PROBLEM TO SOLVE » Upon reaching the line containing "Could you point to the pointed", output that line and all remaining lines exactly, through the end of the entries, and output nothing before it.

(Stored data)
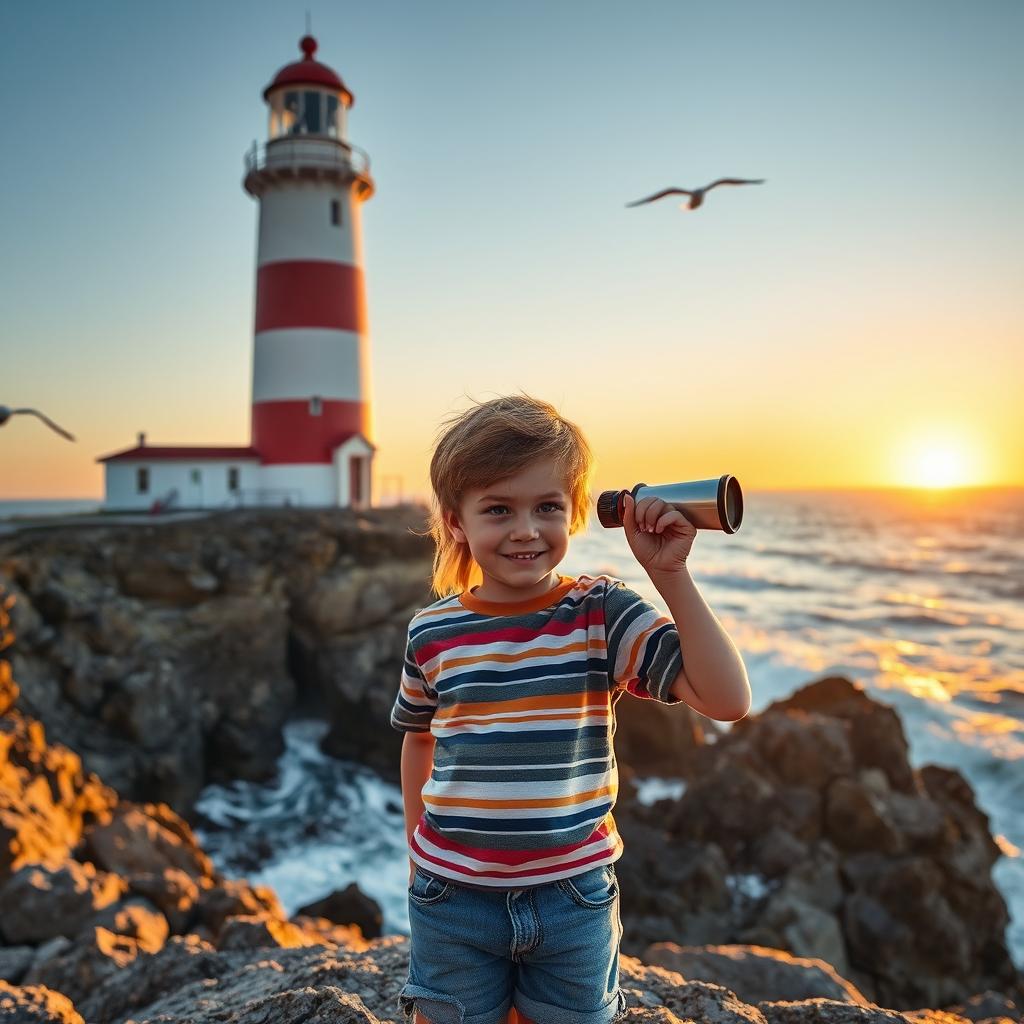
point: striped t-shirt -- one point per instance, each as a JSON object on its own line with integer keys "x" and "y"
{"x": 519, "y": 698}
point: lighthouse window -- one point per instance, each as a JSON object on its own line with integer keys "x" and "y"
{"x": 311, "y": 112}
{"x": 290, "y": 116}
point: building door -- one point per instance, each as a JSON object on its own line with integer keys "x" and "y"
{"x": 355, "y": 481}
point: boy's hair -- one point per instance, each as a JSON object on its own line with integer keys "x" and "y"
{"x": 487, "y": 442}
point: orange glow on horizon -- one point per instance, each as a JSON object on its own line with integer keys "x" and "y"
{"x": 938, "y": 461}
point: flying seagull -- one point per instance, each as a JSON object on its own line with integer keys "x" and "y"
{"x": 6, "y": 414}
{"x": 697, "y": 195}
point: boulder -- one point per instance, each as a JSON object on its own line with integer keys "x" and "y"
{"x": 756, "y": 974}
{"x": 39, "y": 902}
{"x": 35, "y": 1005}
{"x": 348, "y": 906}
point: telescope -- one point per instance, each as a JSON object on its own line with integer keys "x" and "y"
{"x": 714, "y": 504}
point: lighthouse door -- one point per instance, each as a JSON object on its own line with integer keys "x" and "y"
{"x": 355, "y": 481}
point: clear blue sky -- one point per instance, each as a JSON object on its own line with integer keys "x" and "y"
{"x": 877, "y": 273}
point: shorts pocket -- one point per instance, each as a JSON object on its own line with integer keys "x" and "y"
{"x": 596, "y": 889}
{"x": 426, "y": 890}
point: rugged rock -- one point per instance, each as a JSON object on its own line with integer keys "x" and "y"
{"x": 35, "y": 1005}
{"x": 348, "y": 906}
{"x": 803, "y": 829}
{"x": 169, "y": 655}
{"x": 756, "y": 974}
{"x": 806, "y": 829}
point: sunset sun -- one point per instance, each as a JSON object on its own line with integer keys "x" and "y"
{"x": 938, "y": 463}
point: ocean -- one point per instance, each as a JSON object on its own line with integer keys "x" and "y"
{"x": 916, "y": 595}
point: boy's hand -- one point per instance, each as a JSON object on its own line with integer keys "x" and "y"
{"x": 659, "y": 536}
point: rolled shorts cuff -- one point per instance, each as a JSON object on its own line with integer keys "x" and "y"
{"x": 545, "y": 1013}
{"x": 441, "y": 1009}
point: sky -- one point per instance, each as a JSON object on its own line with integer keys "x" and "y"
{"x": 856, "y": 321}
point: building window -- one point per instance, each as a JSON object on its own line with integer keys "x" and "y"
{"x": 355, "y": 481}
{"x": 333, "y": 124}
{"x": 311, "y": 112}
{"x": 290, "y": 116}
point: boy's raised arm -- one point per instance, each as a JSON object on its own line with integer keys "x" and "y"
{"x": 417, "y": 763}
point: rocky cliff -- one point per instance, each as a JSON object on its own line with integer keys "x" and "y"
{"x": 807, "y": 872}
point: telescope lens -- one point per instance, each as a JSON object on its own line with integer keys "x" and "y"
{"x": 733, "y": 506}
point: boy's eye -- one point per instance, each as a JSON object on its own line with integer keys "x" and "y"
{"x": 503, "y": 509}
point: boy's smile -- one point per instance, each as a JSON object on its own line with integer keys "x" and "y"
{"x": 517, "y": 529}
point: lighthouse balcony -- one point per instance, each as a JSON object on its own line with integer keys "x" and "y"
{"x": 307, "y": 159}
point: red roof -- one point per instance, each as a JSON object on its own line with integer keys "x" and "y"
{"x": 309, "y": 72}
{"x": 151, "y": 453}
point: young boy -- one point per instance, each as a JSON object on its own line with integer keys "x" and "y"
{"x": 507, "y": 701}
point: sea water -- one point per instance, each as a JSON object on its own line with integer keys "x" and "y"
{"x": 915, "y": 595}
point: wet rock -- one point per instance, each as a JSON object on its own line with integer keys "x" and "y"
{"x": 348, "y": 906}
{"x": 879, "y": 869}
{"x": 84, "y": 965}
{"x": 146, "y": 840}
{"x": 170, "y": 654}
{"x": 755, "y": 973}
{"x": 39, "y": 902}
{"x": 35, "y": 1005}
{"x": 14, "y": 961}
{"x": 260, "y": 931}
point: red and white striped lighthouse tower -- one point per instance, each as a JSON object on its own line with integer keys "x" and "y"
{"x": 311, "y": 420}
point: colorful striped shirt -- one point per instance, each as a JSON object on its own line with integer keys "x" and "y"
{"x": 520, "y": 700}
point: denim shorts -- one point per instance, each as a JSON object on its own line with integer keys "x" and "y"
{"x": 551, "y": 950}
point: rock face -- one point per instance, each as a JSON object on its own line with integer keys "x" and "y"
{"x": 832, "y": 877}
{"x": 170, "y": 655}
{"x": 806, "y": 829}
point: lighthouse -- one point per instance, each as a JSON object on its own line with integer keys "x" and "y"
{"x": 311, "y": 422}
{"x": 311, "y": 417}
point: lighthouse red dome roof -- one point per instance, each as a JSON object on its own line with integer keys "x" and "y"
{"x": 309, "y": 72}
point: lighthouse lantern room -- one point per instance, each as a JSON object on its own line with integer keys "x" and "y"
{"x": 310, "y": 419}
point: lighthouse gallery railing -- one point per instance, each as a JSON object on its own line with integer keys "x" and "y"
{"x": 330, "y": 155}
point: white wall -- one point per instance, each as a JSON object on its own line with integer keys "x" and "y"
{"x": 166, "y": 475}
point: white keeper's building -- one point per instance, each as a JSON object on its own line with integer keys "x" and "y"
{"x": 311, "y": 427}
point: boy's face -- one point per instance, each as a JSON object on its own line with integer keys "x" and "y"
{"x": 524, "y": 514}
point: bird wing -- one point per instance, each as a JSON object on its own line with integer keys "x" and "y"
{"x": 47, "y": 421}
{"x": 660, "y": 195}
{"x": 735, "y": 181}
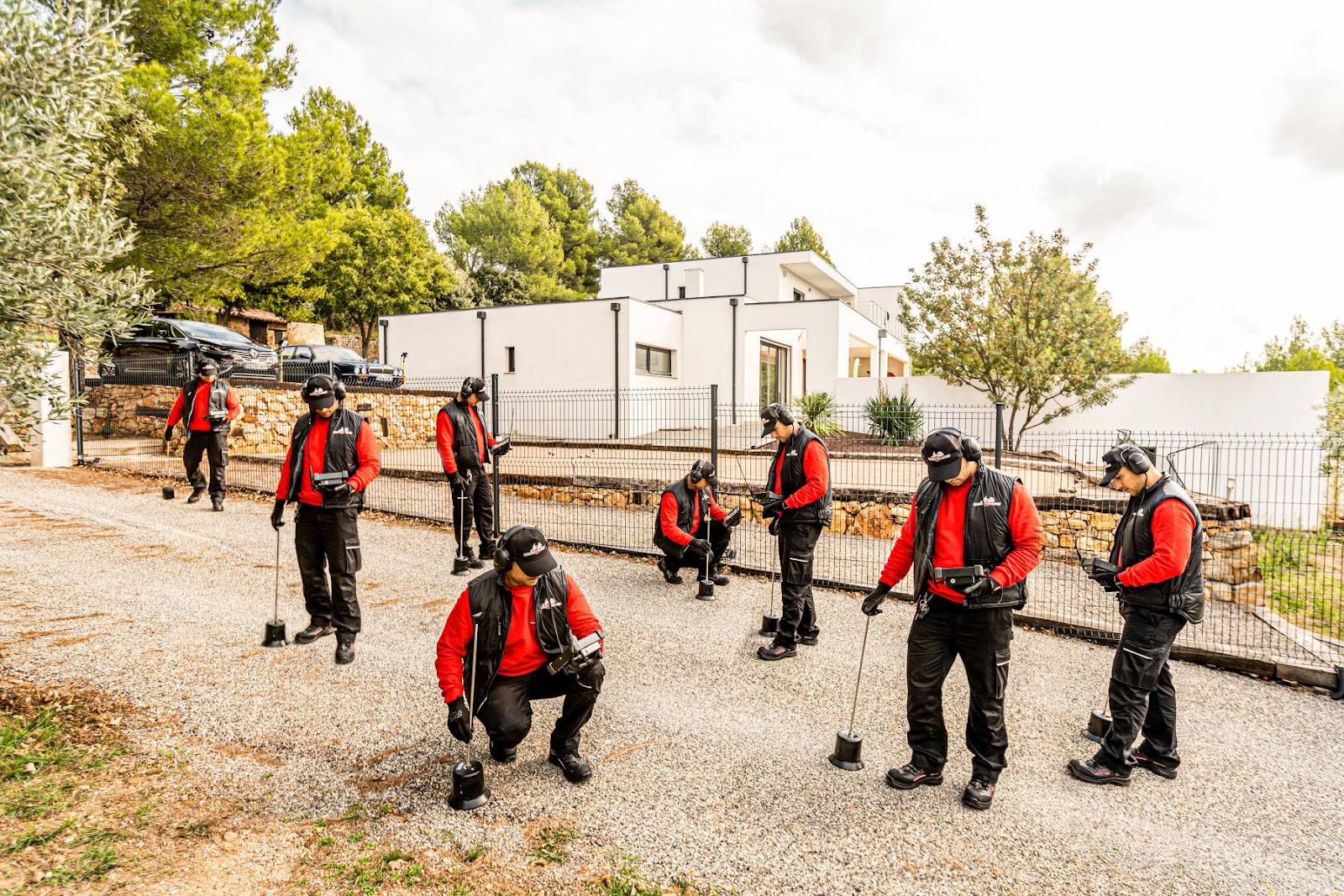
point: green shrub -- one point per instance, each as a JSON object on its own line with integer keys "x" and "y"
{"x": 895, "y": 419}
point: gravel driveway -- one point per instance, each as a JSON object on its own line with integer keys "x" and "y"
{"x": 710, "y": 765}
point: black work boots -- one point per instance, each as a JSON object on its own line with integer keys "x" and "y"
{"x": 344, "y": 647}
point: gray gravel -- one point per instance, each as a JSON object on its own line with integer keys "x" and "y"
{"x": 717, "y": 768}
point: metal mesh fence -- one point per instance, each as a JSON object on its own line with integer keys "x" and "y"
{"x": 588, "y": 466}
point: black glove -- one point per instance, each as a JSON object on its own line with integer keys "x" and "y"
{"x": 981, "y": 589}
{"x": 342, "y": 490}
{"x": 584, "y": 664}
{"x": 699, "y": 547}
{"x": 459, "y": 723}
{"x": 873, "y": 600}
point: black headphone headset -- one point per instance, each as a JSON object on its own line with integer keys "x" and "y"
{"x": 777, "y": 411}
{"x": 1135, "y": 458}
{"x": 336, "y": 385}
{"x": 969, "y": 443}
{"x": 503, "y": 559}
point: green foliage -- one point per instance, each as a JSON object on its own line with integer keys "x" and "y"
{"x": 1025, "y": 324}
{"x": 895, "y": 419}
{"x": 801, "y": 235}
{"x": 570, "y": 204}
{"x": 1146, "y": 358}
{"x": 504, "y": 228}
{"x": 640, "y": 230}
{"x": 383, "y": 264}
{"x": 722, "y": 241}
{"x": 219, "y": 201}
{"x": 817, "y": 412}
{"x": 60, "y": 228}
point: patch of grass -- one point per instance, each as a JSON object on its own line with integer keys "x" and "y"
{"x": 553, "y": 844}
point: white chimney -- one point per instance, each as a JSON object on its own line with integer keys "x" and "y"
{"x": 694, "y": 282}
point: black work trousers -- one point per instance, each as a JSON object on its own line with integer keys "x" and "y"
{"x": 718, "y": 544}
{"x": 507, "y": 712}
{"x": 981, "y": 638}
{"x": 1142, "y": 696}
{"x": 327, "y": 540}
{"x": 797, "y": 543}
{"x": 475, "y": 503}
{"x": 215, "y": 448}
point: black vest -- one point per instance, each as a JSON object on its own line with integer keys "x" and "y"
{"x": 987, "y": 539}
{"x": 217, "y": 409}
{"x": 1183, "y": 594}
{"x": 685, "y": 497}
{"x": 795, "y": 479}
{"x": 342, "y": 441}
{"x": 467, "y": 453}
{"x": 492, "y": 609}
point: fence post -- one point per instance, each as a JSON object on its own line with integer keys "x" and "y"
{"x": 714, "y": 426}
{"x": 999, "y": 436}
{"x": 495, "y": 461}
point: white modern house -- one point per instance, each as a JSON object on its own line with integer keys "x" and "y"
{"x": 764, "y": 328}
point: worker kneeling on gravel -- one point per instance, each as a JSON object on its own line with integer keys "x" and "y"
{"x": 963, "y": 515}
{"x": 207, "y": 406}
{"x": 683, "y": 531}
{"x": 333, "y": 458}
{"x": 1156, "y": 570}
{"x": 535, "y": 640}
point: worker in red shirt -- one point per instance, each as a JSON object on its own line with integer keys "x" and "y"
{"x": 465, "y": 446}
{"x": 207, "y": 405}
{"x": 799, "y": 506}
{"x": 964, "y": 513}
{"x": 331, "y": 461}
{"x": 683, "y": 530}
{"x": 524, "y": 614}
{"x": 1160, "y": 584}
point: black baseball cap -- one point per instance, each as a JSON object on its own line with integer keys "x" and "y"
{"x": 475, "y": 385}
{"x": 528, "y": 548}
{"x": 706, "y": 473}
{"x": 319, "y": 391}
{"x": 942, "y": 452}
{"x": 1115, "y": 459}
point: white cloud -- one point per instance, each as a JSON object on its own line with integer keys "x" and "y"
{"x": 1196, "y": 148}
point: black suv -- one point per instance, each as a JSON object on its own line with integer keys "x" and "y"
{"x": 300, "y": 362}
{"x": 170, "y": 347}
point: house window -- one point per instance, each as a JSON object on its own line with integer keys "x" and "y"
{"x": 654, "y": 360}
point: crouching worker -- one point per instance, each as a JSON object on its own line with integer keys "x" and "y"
{"x": 333, "y": 458}
{"x": 683, "y": 528}
{"x": 533, "y": 626}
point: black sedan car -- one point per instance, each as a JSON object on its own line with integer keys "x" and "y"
{"x": 170, "y": 347}
{"x": 300, "y": 362}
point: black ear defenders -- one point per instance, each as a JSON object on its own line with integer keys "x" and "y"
{"x": 503, "y": 559}
{"x": 1135, "y": 458}
{"x": 969, "y": 443}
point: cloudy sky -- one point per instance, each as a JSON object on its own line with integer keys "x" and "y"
{"x": 1198, "y": 147}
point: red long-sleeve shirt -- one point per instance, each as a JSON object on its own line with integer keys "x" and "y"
{"x": 949, "y": 542}
{"x": 198, "y": 422}
{"x": 815, "y": 468}
{"x": 667, "y": 511}
{"x": 315, "y": 461}
{"x": 522, "y": 651}
{"x": 444, "y": 438}
{"x": 1173, "y": 530}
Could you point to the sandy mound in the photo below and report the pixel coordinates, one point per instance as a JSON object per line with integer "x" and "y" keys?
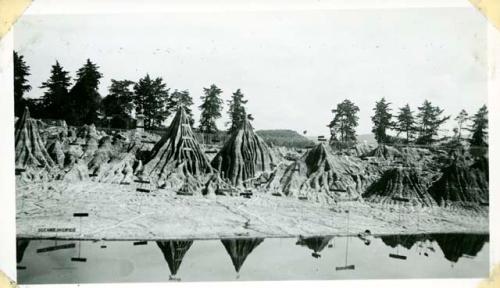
{"x": 362, "y": 149}
{"x": 239, "y": 249}
{"x": 243, "y": 156}
{"x": 384, "y": 152}
{"x": 462, "y": 184}
{"x": 33, "y": 161}
{"x": 56, "y": 152}
{"x": 323, "y": 176}
{"x": 400, "y": 185}
{"x": 173, "y": 252}
{"x": 177, "y": 152}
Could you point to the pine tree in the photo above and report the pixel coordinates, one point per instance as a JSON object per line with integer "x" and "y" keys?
{"x": 461, "y": 119}
{"x": 406, "y": 123}
{"x": 237, "y": 112}
{"x": 119, "y": 103}
{"x": 382, "y": 120}
{"x": 344, "y": 123}
{"x": 181, "y": 98}
{"x": 85, "y": 99}
{"x": 151, "y": 97}
{"x": 211, "y": 109}
{"x": 55, "y": 100}
{"x": 430, "y": 119}
{"x": 479, "y": 127}
{"x": 21, "y": 72}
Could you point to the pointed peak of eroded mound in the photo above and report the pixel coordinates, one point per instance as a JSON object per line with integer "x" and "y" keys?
{"x": 243, "y": 156}
{"x": 178, "y": 146}
{"x": 30, "y": 149}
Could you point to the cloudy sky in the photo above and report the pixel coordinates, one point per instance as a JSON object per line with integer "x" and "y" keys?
{"x": 292, "y": 66}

WRITTEN SOLUTION »
Could you point to the pointed peak of eroded mound in the photo above and report the pixel coordinates, one point per instance as a JSON object per line with integer "x" and "y" keys?
{"x": 243, "y": 156}
{"x": 178, "y": 146}
{"x": 30, "y": 149}
Could you point to the cloudy sky in the photo above and report the pixel coordinates, one point per instance as a JSON object per line with integer "x" and "y" keys?
{"x": 292, "y": 66}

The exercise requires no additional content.